+++ Source passage
How can college and/or high school curriculums change to meet the requirements of the modern CPA?
Amy Lysak, CPA, Ph.D. | Rowan University
Existing curriculums should be reexamined to identify opportunities that highlight and foster analytical and critical thinking skills, which are expected of the modern CPA. Whereas underlying accounting theory is necessary as a foundation, developing curriculum and content that is more practical or application-based and that enables students to think critically and analyze information is essential. For example, incorporating technology and having case studies that are hands-on and completed in the classroom engage students and reinforce underlying accounting concepts. This approach can be supplemented with slides and mini lectures as new topics are introduced. In my experience, students seem to respond better to the material when engaged in the classroom through real-life examples, cases and problem-solving with technology.
Sarah O’Rourke, CPA
The answer here may be curriculum updates — today’s accounting professionals need more than mere accounting fundamentals. As educators, we need to ensure the accounting curriculum delivers the technology and soft skills our students need, and I think we must make students aware that the accounting curriculum offers these valuable skills.
++++++
+++ Data section
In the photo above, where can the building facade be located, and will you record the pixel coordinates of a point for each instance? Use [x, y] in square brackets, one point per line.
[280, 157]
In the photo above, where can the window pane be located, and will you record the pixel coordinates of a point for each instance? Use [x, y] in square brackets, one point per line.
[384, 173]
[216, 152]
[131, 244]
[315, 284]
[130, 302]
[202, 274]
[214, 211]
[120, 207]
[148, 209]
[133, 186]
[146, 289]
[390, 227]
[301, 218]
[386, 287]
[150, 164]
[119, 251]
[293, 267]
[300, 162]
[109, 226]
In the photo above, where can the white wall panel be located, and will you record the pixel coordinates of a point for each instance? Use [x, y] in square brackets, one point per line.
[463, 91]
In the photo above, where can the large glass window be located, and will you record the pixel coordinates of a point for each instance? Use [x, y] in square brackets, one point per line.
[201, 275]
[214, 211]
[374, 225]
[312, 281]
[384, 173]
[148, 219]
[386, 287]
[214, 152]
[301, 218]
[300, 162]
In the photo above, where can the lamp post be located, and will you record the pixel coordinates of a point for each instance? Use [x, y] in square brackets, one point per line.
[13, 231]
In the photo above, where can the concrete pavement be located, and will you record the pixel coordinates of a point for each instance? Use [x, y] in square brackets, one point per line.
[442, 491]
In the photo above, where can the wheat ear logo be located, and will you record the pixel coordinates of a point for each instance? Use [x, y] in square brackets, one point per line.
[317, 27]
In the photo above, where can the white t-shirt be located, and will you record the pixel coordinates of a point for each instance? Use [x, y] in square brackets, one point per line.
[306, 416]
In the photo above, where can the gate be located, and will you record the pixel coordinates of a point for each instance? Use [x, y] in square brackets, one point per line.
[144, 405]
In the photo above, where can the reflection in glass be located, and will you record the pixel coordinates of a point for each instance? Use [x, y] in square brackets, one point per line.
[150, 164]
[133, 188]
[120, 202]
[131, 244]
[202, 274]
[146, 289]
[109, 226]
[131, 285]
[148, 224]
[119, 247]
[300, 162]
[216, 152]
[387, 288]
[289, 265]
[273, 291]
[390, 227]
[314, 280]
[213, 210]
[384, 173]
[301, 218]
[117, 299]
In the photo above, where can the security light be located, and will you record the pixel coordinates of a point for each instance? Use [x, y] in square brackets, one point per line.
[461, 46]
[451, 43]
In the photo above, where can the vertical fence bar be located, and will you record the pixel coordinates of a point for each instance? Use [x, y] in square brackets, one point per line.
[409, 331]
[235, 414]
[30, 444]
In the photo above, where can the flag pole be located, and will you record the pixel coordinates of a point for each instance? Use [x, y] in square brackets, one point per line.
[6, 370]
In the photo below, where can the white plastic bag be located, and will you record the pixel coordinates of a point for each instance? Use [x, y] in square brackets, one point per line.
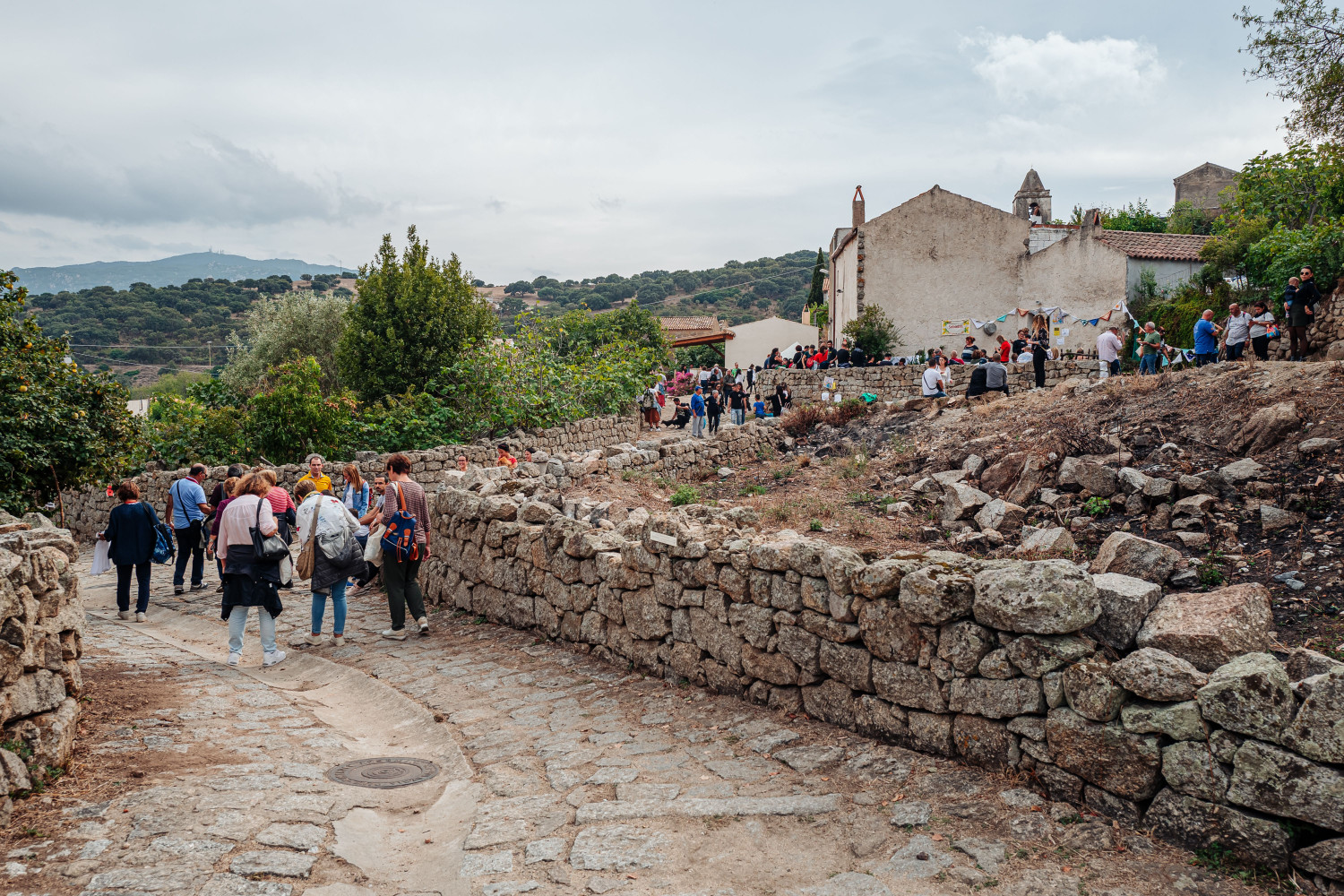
++++++
▸ Task goal:
Extend the passage on reshaping accounting curriculums for the modern CPA, beginning after its final sentence.

▸ Answer to this task:
Dr. Sean Stein Smith, DBA, CPA, CMA, CGMA, CFE
The best curriculum changes I have seen (and developed myself) have highlighted the potential of working in, and with, cutting edge technologies on topics that matter to students. If the connection can be made between the CPA license and these opportunities, I have found these curriculum changes to be more successful than others.
Amy Lysak, CPA, Ph.D., is an assistant professor in the Department of Accounting and Finance in the Rohrer College of Business at Rowan University.
Brigid D’Souza, CPA, MBA, is an assistant professor at the Frank J. Guarini School of Business in the Department of Accountancy & Business Law at Saint Peter’s University, where she is also the CPA Adviso. Brigid is a member of the NJCPA .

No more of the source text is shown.